**Exercise inputs:**
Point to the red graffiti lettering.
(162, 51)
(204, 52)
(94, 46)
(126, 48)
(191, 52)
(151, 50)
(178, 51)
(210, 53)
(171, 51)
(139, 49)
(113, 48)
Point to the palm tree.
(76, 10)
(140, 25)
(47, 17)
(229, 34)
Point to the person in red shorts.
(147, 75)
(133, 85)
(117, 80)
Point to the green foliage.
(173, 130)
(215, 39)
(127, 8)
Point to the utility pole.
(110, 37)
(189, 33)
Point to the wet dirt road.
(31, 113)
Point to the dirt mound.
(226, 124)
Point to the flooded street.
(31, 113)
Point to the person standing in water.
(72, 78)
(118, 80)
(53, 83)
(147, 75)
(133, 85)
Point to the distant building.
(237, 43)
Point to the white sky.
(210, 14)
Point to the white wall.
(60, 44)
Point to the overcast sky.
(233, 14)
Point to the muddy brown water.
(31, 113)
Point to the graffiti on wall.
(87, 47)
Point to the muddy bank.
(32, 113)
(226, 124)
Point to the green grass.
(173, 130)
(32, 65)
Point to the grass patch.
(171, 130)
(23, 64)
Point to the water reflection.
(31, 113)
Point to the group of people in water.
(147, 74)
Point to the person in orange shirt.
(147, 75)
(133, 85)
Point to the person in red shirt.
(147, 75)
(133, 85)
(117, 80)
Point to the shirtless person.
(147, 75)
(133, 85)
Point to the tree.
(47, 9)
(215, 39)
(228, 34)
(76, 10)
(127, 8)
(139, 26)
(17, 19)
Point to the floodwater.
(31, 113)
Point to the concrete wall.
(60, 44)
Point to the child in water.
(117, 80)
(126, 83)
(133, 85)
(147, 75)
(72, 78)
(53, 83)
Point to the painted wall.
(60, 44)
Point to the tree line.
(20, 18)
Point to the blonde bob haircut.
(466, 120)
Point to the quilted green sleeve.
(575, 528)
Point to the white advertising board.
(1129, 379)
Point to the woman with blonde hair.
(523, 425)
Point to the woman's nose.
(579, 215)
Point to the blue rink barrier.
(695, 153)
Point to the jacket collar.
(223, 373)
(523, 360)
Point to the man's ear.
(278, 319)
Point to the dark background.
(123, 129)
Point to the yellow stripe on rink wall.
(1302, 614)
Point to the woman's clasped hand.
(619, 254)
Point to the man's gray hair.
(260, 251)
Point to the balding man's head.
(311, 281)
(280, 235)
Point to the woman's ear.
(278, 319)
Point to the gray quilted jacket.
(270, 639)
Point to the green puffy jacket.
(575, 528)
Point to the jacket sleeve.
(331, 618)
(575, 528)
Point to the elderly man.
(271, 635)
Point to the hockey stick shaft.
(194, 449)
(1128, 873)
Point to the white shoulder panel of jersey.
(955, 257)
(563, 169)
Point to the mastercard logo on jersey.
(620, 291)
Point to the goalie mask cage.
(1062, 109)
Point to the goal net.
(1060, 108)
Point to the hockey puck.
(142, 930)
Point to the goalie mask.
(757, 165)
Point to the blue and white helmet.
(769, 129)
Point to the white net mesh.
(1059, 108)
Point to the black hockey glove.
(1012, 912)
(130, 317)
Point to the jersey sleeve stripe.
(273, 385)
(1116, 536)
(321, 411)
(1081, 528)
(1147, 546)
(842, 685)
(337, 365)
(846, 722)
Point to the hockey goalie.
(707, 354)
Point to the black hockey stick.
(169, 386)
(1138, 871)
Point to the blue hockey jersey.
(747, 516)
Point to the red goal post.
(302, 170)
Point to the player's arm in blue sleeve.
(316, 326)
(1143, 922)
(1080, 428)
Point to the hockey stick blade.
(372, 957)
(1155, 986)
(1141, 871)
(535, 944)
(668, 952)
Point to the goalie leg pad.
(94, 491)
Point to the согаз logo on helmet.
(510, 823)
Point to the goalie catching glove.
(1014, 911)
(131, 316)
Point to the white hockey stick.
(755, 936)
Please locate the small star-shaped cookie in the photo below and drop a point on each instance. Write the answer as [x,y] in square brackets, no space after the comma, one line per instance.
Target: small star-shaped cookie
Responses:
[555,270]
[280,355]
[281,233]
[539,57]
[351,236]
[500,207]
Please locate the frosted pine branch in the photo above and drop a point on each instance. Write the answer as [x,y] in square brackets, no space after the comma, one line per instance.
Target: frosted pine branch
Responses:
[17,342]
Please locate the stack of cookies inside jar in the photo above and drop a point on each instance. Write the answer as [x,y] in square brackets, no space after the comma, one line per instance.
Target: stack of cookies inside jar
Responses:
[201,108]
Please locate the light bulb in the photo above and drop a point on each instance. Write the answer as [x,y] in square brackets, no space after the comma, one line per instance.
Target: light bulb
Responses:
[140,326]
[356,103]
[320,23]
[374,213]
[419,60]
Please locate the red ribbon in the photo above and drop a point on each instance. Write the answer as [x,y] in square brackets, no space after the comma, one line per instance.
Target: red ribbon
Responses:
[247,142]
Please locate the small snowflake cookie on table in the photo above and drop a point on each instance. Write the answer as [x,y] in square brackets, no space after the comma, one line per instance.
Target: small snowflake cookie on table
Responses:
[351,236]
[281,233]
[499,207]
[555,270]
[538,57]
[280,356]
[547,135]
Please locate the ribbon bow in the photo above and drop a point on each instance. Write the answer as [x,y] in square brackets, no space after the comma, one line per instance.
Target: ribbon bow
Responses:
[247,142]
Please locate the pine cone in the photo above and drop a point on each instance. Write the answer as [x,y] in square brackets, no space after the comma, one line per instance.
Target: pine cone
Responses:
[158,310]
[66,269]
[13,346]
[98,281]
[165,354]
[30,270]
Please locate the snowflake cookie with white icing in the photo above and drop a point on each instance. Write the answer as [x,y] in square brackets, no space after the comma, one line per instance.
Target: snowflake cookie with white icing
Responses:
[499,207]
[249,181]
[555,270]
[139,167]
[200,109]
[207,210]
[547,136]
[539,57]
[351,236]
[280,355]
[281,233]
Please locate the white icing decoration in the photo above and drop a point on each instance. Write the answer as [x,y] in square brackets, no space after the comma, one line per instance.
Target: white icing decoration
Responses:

**What you are asked to do:**
All records should be returned verbatim, none left out.

**Output of the exercise:**
Point to the red graffiti lettering.
(162, 51)
(204, 52)
(94, 46)
(126, 48)
(191, 52)
(151, 50)
(178, 51)
(210, 53)
(171, 51)
(139, 49)
(113, 48)
Point to the palm tree.
(76, 10)
(140, 25)
(47, 17)
(229, 34)
Point to the person in red shorts.
(147, 75)
(133, 85)
(117, 80)
Point to the green foliage.
(173, 130)
(215, 39)
(127, 8)
Point to the utility pole.
(110, 37)
(189, 33)
Point to the wet dirt road.
(31, 113)
Point to the dirt mound.
(226, 124)
Point to the flooded street.
(31, 113)
Point to the person standing in water.
(72, 78)
(118, 80)
(53, 83)
(147, 75)
(133, 85)
Point to the distant building.
(237, 43)
Point to the white sky.
(210, 14)
Point to the white wall.
(60, 44)
Point to the overcast sky.
(233, 14)
Point to the muddy brown water.
(31, 113)
Point to the graffiti on wall.
(87, 47)
Point to the muddy bank.
(32, 113)
(226, 124)
Point to the green grass.
(173, 130)
(32, 65)
Point to the grass patch.
(171, 130)
(23, 64)
Point to the water reflection.
(31, 113)
Point to the group of people in water.
(147, 74)
Point to the person in orange shirt.
(147, 75)
(133, 85)
Point to the person in red shirt.
(147, 75)
(133, 85)
(117, 80)
Point to the shirtless person.
(147, 75)
(133, 85)
Point to the tree.
(47, 9)
(215, 39)
(228, 34)
(76, 10)
(127, 8)
(139, 26)
(17, 19)
Point to the floodwater.
(31, 113)
Point to the concrete wall.
(60, 44)
Point to the child in water.
(117, 80)
(126, 83)
(133, 85)
(147, 75)
(72, 78)
(53, 83)
Point to the painted wall.
(60, 44)
Point to the tree line.
(20, 18)
Point to the blonde bob haircut.
(466, 120)
Point to the quilted green sleeve.
(575, 528)
Point to the white advertising board.
(1129, 379)
Point to the woman with blonde hair.
(523, 425)
Point to the woman's nose.
(579, 215)
Point to the blue rink barrier.
(695, 153)
Point to the jacket collar.
(223, 373)
(523, 360)
Point to the man's ear.
(278, 319)
Point to the dark background.
(123, 129)
Point to the yellow stripe on rink wall.
(1302, 614)
Point to the woman's clasped hand.
(619, 254)
Point to the man's gray hair.
(260, 251)
Point to the balding man's head.
(311, 281)
(280, 235)
Point to the woman's ear.
(278, 319)
Point to the gray quilted jacket.
(270, 639)
Point to the green puffy jacket.
(575, 528)
Point to the jacket sleeve.
(331, 618)
(575, 528)
Point to the elderly man.
(271, 635)
Point to the hockey stick shaft.
(194, 449)
(1128, 873)
Point to the white shoulder panel of jersey.
(955, 257)
(563, 169)
Point to the mastercard logo on jersey.
(620, 291)
Point to the goalie mask cage.
(1062, 109)
Point to the goal net.
(1060, 108)
Point to the hockey puck.
(142, 930)
Point to the goalie mask.
(757, 165)
Point to the blue and white helmet.
(769, 129)
Point to the white net mesh.
(1059, 108)
Point to the black hockey glove.
(1012, 912)
(130, 317)
Point to the jersey sleeve stripe.
(273, 385)
(1116, 536)
(321, 411)
(1081, 528)
(1147, 546)
(842, 685)
(337, 365)
(846, 722)
Point to the hockey goalie.
(707, 354)
Point to the black hockey stick.
(169, 386)
(1138, 871)
Point to the blue hockey jersey.
(747, 516)
Point to the red goal post.
(302, 170)
Point to the player's arm in blue sleeve.
(316, 326)
(1143, 922)
(1080, 428)
Point to the hockey stick blade.
(372, 957)
(1155, 986)
(1141, 871)
(535, 944)
(668, 952)
Point to the goalie leg pad.
(94, 491)
Point to the согаз logo on helmet.
(510, 823)
Point to the goalie catching glove.
(1014, 911)
(131, 316)
Point to the white hockey stick.
(755, 936)
Please locate the small star-shaped cookie in the photo below and drop a point on each instance. Write the answer as [x,y] in square brackets, no space after the comma, one line per instance.
Target: small star-shaped cookie
Responses:
[555,270]
[280,355]
[281,233]
[539,57]
[351,236]
[500,207]
Please locate the frosted pine branch in the photo above and drop a point on each instance. Write the answer as [x,y] in square brackets, no space after the comma, one line per instance.
Target: frosted pine branch
Responses:
[17,342]
Please locate the stack of cookies inside jar in the photo above and drop a point on each instance. Write the answer as [x,y] in square brackets, no space after the comma, one line per instance.
Target: stack of cookies inside jar
Responses:
[201,108]
Please locate the light bulb in the photo above and drop a point on each instance. Write the answer as [x,y] in square brackets, no space after the comma, one line per instance.
Target: light bulb
Responses:
[140,326]
[356,103]
[320,23]
[374,213]
[419,60]
Please locate the red ribbon in the photo above and drop a point on each instance. Write the answer as [x,y] in square brackets, no space after the comma, one line per instance.
Target: red ribbon
Responses:
[247,142]
Please locate the small snowflake cookie on table in the photo above and drop a point on each instance. Write the answer as [x,y] in square brackets, no space after the comma, one line per instance.
Target: small snowflake cookie on table
Responses:
[351,236]
[281,233]
[499,207]
[555,270]
[538,57]
[280,356]
[547,135]
Please locate the ribbon bow in the photo above and drop a point on each instance. Write the answer as [x,y] in square brackets, no space after the comma, one line per instance.
Target: ribbon bow
Responses:
[247,142]
Please locate the pine cone in the photo above and drop a point on each instance. Write the answer as [x,y] in square brackets, no space after the comma, one line per instance.
Target: pine cone
Responses:
[158,310]
[66,269]
[13,346]
[98,281]
[165,354]
[30,270]
Please locate the snowflake cookie with white icing in the photo above and drop a point on each instance. Write the answer as [x,y] in square brackets, no space after the comma, one line per instance.
Target: snowflake cookie with white icing
Responses:
[499,207]
[249,181]
[555,270]
[139,167]
[200,109]
[207,210]
[547,136]
[539,57]
[351,236]
[280,355]
[281,233]
Please locate the white icing decoration in the photo above and drop a point on each instance. Write the answer as [x,y] in square brackets, no space after the comma, one line per instance.
Target: white icing decoration
Responses:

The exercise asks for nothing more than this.